### Records provided

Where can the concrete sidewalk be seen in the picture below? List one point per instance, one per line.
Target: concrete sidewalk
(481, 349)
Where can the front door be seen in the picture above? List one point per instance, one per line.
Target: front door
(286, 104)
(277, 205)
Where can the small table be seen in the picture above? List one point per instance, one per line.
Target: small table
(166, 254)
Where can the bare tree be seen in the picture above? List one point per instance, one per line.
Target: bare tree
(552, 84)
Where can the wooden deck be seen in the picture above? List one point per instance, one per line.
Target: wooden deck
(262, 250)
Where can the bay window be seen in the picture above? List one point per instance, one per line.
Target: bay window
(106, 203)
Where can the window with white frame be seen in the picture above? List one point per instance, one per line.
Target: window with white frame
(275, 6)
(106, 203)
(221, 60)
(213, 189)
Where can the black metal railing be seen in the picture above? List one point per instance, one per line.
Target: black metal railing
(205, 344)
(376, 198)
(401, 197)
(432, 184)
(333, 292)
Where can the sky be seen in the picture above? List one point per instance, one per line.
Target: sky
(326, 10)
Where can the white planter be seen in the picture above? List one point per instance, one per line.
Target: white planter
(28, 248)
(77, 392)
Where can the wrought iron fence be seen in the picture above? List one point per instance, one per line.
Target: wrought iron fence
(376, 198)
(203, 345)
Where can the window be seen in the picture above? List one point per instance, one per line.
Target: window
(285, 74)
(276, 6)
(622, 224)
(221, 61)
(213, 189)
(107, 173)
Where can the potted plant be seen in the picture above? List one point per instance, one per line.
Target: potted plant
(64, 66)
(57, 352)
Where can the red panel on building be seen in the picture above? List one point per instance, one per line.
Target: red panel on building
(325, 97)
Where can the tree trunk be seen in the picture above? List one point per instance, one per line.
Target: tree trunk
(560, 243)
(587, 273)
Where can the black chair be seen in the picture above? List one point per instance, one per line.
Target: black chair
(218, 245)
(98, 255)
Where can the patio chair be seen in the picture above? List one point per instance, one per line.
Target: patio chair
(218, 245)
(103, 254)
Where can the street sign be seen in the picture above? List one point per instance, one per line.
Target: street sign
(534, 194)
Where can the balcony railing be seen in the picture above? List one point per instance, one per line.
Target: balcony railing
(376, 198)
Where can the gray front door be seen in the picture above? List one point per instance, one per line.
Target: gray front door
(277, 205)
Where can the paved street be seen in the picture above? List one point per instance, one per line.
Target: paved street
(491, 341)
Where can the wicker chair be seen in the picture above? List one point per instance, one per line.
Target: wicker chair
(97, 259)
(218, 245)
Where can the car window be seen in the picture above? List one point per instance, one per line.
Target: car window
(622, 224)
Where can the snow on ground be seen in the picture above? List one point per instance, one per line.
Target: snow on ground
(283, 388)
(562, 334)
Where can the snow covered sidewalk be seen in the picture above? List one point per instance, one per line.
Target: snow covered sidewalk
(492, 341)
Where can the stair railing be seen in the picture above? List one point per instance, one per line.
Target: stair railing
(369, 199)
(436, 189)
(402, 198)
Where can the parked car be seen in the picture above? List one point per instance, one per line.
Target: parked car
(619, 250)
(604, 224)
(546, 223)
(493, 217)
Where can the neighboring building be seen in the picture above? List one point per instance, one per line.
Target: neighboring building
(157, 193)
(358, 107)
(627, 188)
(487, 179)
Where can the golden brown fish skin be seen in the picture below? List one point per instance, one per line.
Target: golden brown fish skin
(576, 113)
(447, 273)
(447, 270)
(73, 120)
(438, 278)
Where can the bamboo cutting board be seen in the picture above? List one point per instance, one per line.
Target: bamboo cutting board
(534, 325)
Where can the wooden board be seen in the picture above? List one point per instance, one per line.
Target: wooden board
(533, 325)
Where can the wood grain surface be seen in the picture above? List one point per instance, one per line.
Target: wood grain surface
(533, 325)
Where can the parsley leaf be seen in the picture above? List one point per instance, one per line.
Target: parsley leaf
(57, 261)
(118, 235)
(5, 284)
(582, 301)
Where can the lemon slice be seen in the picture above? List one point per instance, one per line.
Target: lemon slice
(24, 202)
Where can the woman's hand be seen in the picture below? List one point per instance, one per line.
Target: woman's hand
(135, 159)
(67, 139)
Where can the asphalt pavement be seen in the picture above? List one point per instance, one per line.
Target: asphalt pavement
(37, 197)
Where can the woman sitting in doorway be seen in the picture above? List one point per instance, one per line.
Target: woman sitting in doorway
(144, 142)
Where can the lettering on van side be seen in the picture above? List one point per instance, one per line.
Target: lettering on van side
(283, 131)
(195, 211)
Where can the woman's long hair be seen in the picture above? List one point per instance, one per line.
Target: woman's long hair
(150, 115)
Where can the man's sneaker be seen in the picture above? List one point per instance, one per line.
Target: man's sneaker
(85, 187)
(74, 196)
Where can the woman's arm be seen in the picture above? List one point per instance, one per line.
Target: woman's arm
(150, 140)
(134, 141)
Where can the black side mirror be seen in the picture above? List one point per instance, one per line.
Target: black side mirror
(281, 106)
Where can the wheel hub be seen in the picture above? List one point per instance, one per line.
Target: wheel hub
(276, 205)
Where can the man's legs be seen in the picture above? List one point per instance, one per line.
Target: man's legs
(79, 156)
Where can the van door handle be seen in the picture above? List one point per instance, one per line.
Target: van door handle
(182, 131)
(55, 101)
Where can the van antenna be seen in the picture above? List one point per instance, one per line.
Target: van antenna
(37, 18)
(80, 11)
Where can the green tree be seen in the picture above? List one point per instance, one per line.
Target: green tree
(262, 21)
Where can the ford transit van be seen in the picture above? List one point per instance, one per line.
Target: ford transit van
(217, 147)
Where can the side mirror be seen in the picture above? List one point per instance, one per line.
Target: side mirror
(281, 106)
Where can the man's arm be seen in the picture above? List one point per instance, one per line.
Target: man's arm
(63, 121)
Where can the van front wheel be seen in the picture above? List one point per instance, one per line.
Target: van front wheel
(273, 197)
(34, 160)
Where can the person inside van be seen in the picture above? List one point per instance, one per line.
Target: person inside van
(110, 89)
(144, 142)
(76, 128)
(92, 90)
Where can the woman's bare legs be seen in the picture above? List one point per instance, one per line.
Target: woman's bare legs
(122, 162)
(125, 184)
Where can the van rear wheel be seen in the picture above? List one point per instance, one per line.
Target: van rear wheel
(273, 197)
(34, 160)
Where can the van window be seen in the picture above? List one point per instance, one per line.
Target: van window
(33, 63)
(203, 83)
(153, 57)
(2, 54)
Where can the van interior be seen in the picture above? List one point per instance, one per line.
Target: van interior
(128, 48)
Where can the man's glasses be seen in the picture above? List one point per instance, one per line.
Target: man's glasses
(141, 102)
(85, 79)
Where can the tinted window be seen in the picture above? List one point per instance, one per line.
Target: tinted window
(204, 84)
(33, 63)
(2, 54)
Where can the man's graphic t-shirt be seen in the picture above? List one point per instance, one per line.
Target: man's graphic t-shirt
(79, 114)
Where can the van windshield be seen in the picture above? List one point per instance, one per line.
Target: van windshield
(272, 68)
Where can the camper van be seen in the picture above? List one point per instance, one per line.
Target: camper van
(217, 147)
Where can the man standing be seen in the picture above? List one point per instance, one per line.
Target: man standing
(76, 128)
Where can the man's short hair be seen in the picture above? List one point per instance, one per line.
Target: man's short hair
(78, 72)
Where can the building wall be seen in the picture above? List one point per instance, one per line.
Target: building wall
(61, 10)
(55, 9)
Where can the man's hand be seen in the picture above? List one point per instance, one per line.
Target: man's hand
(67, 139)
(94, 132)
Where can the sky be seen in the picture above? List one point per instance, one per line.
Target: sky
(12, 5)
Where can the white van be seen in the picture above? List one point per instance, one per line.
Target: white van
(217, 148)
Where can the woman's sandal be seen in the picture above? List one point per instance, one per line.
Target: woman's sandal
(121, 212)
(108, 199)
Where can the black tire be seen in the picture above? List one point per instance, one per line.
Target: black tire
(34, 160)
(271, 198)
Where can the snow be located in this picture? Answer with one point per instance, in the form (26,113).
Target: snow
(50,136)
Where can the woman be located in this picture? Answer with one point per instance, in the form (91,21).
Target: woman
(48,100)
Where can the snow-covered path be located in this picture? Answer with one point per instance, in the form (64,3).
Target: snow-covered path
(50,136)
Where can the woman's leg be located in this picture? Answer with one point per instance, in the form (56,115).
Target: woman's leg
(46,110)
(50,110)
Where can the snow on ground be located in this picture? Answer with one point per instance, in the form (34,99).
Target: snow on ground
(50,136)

######
### Records provided

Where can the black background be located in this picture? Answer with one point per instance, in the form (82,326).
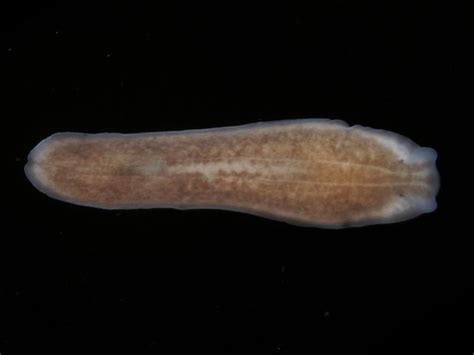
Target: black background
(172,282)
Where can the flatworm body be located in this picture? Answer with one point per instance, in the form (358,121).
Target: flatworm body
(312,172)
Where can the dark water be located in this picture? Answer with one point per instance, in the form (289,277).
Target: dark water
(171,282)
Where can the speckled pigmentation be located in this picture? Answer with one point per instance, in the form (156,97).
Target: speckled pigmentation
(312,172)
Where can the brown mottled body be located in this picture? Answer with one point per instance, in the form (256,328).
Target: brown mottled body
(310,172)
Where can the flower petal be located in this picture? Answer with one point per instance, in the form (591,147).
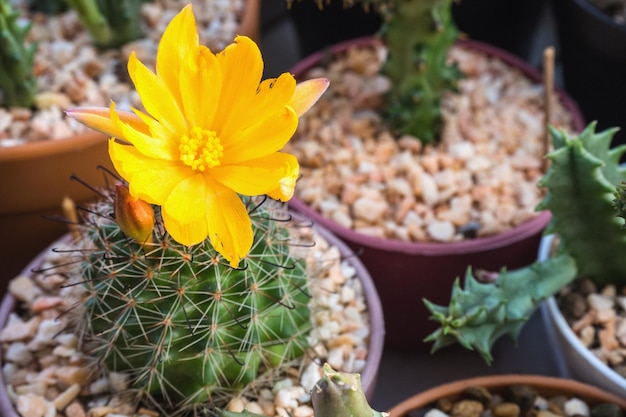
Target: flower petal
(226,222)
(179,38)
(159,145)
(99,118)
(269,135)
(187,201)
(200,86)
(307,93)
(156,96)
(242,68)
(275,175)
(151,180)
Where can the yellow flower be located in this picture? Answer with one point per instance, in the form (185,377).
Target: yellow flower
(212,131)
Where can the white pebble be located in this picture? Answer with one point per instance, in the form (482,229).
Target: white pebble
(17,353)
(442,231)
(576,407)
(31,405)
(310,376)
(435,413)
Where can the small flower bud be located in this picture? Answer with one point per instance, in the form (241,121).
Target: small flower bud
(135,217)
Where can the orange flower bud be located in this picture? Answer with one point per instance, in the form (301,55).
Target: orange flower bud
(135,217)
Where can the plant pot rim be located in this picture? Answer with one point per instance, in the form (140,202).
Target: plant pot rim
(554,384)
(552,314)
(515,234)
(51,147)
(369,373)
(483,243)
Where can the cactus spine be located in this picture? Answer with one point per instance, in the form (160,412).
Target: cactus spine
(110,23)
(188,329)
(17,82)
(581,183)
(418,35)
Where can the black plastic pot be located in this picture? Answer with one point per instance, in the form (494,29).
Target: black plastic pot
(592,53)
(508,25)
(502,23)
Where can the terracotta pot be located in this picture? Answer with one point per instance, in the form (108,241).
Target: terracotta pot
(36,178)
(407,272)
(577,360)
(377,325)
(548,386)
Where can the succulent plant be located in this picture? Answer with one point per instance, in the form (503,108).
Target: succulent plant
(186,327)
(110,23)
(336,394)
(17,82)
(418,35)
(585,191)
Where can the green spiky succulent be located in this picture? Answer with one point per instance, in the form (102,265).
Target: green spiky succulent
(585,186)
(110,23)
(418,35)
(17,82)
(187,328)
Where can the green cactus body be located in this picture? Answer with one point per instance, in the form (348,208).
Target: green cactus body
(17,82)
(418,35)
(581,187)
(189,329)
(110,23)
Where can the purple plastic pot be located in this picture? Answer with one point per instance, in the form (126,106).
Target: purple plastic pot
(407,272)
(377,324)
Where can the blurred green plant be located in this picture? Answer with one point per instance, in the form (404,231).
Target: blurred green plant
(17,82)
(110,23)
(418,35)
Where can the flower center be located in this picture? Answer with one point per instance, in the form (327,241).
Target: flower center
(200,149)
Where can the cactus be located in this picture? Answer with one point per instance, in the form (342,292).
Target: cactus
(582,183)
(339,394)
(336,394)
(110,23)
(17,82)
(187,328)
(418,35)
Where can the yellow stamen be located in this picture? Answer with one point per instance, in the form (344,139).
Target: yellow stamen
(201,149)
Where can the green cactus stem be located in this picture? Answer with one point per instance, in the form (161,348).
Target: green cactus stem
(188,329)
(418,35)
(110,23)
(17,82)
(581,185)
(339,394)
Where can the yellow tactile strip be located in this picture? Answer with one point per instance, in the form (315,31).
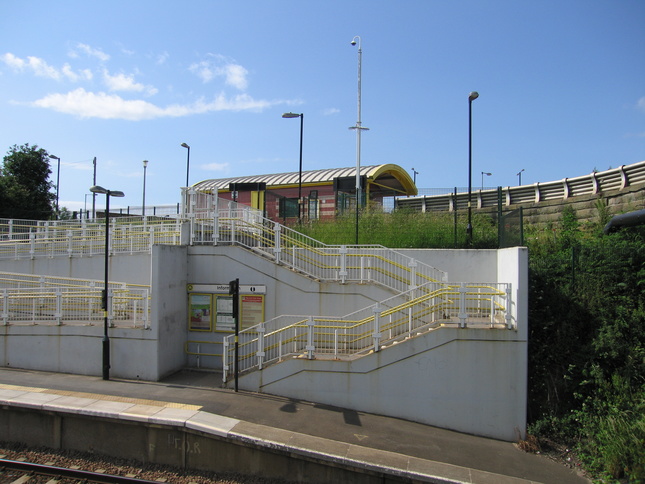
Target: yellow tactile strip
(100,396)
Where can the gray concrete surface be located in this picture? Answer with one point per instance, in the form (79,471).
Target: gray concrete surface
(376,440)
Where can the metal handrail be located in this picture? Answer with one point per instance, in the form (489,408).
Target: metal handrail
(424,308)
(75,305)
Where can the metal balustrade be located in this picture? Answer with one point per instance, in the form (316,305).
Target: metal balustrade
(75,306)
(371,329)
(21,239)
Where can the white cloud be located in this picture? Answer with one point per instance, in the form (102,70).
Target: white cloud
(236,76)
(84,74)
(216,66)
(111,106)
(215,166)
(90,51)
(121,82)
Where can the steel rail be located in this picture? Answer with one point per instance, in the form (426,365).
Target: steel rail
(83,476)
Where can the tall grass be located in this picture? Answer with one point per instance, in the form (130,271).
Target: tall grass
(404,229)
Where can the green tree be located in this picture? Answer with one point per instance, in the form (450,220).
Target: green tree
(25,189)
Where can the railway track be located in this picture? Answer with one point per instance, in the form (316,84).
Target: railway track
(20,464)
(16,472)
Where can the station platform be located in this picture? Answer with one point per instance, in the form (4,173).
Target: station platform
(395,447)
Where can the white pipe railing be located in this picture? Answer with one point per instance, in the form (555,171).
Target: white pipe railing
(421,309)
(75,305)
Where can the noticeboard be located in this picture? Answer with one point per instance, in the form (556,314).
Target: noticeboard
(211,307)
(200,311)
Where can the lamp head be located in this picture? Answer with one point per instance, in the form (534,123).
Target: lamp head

######

Directions:
Beginning at the line with "Where can the green tree be located" and stopping after the line with "Target: lamp head", please write out every line of the data above exactly and nothing else.

Response:
Where can the green tree be located in this picture? Answer with one point per instance, in the form (450,220).
Target: green tree
(25,189)
Where can the railway track be located in this picture? Answer with one point per instance, in the form (316,84).
Target: railway track
(20,464)
(16,472)
Where can the station platform be located in this picture? Answer with one point per instance, in the form (4,173).
Target: station platform
(395,447)
Where can the white pipe railing be located in this picture? Answer with one point per instance, in the form (555,171).
Target: white pipe railing
(421,309)
(75,305)
Where can the noticeboard be located in this picture? Answer with one point per instance, in the form (556,314).
Target: noticeboard
(211,307)
(200,311)
Where can the lamp head be located in this picture? Answer with one point per instance, in the form (534,123).
Target: lamp head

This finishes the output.